Assignment >>
None of the pictures should be copied, though every line of the listing must be printed exactly.

Start of Supplied data

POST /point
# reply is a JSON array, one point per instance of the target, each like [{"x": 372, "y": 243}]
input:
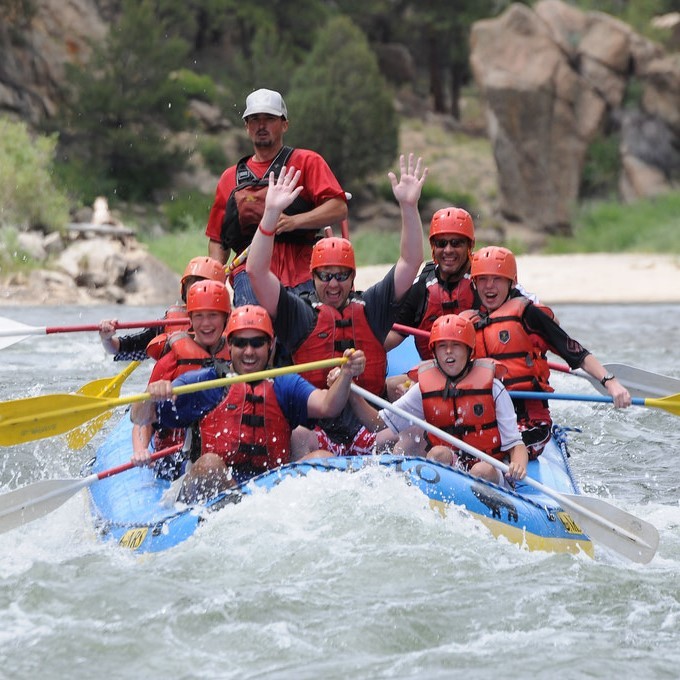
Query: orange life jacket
[
  {"x": 464, "y": 409},
  {"x": 248, "y": 426},
  {"x": 334, "y": 332},
  {"x": 439, "y": 301}
]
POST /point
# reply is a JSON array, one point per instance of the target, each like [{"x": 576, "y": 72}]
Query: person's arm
[
  {"x": 217, "y": 252},
  {"x": 107, "y": 335},
  {"x": 280, "y": 194},
  {"x": 519, "y": 459},
  {"x": 328, "y": 403},
  {"x": 393, "y": 340},
  {"x": 573, "y": 352},
  {"x": 616, "y": 390},
  {"x": 407, "y": 192},
  {"x": 141, "y": 438},
  {"x": 329, "y": 212},
  {"x": 511, "y": 439},
  {"x": 144, "y": 412}
]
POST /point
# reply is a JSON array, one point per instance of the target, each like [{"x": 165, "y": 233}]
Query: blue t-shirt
[{"x": 292, "y": 393}]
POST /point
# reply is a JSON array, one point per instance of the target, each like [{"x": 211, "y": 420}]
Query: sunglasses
[
  {"x": 255, "y": 343},
  {"x": 453, "y": 242},
  {"x": 329, "y": 276}
]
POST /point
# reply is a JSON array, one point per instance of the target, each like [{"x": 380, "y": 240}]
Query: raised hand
[
  {"x": 407, "y": 189},
  {"x": 283, "y": 190}
]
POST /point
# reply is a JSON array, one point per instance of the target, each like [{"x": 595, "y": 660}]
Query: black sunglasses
[
  {"x": 453, "y": 242},
  {"x": 329, "y": 276},
  {"x": 255, "y": 343}
]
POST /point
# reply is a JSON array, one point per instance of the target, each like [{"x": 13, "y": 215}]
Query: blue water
[{"x": 341, "y": 576}]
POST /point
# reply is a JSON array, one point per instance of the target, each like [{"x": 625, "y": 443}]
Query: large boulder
[
  {"x": 53, "y": 33},
  {"x": 553, "y": 78}
]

End of Supplied data

Solution to the problem >>
POST /point
# reply is a JSON array, one point per instance of the target, each like [{"x": 372, "y": 243}]
input:
Query: orange life jacket
[
  {"x": 464, "y": 409},
  {"x": 248, "y": 426},
  {"x": 334, "y": 332},
  {"x": 439, "y": 301}
]
POST /point
# reply is a JSON array, one point per instance of the target, each like [{"x": 576, "y": 72}]
Query: person's arm
[
  {"x": 217, "y": 252},
  {"x": 107, "y": 335},
  {"x": 280, "y": 194},
  {"x": 519, "y": 459},
  {"x": 328, "y": 403},
  {"x": 393, "y": 340},
  {"x": 573, "y": 352},
  {"x": 616, "y": 390},
  {"x": 407, "y": 192},
  {"x": 141, "y": 438},
  {"x": 329, "y": 212},
  {"x": 511, "y": 439},
  {"x": 144, "y": 412}
]
POST /point
# reply is a JSON array, one point per instance of the target, each like [{"x": 165, "y": 233}]
Query: blue t-shirt
[{"x": 292, "y": 393}]
POST /point
# reply is a JSON array, one point per instance of the target, each like [{"x": 211, "y": 420}]
Query: sunglasses
[
  {"x": 255, "y": 343},
  {"x": 453, "y": 242},
  {"x": 329, "y": 276}
]
POST /point
# reply is a JSON array, one point per instance of the target, each like [{"x": 380, "y": 240}]
Query: raised hand
[
  {"x": 407, "y": 189},
  {"x": 283, "y": 190}
]
POST /point
# reply is a JSON array, one point per instance of the target, each like [{"x": 595, "y": 660}]
Query: black sunglasses
[
  {"x": 453, "y": 242},
  {"x": 329, "y": 276},
  {"x": 255, "y": 343}
]
POST /point
# reply is a JSON array, one point per instance of the target, each like [{"x": 13, "y": 215}]
Query: blue water
[{"x": 341, "y": 576}]
POST /point
# reply is a JSON array, one point per instance of the target, each like [{"x": 625, "y": 443}]
Query: large boulder
[
  {"x": 53, "y": 33},
  {"x": 553, "y": 78}
]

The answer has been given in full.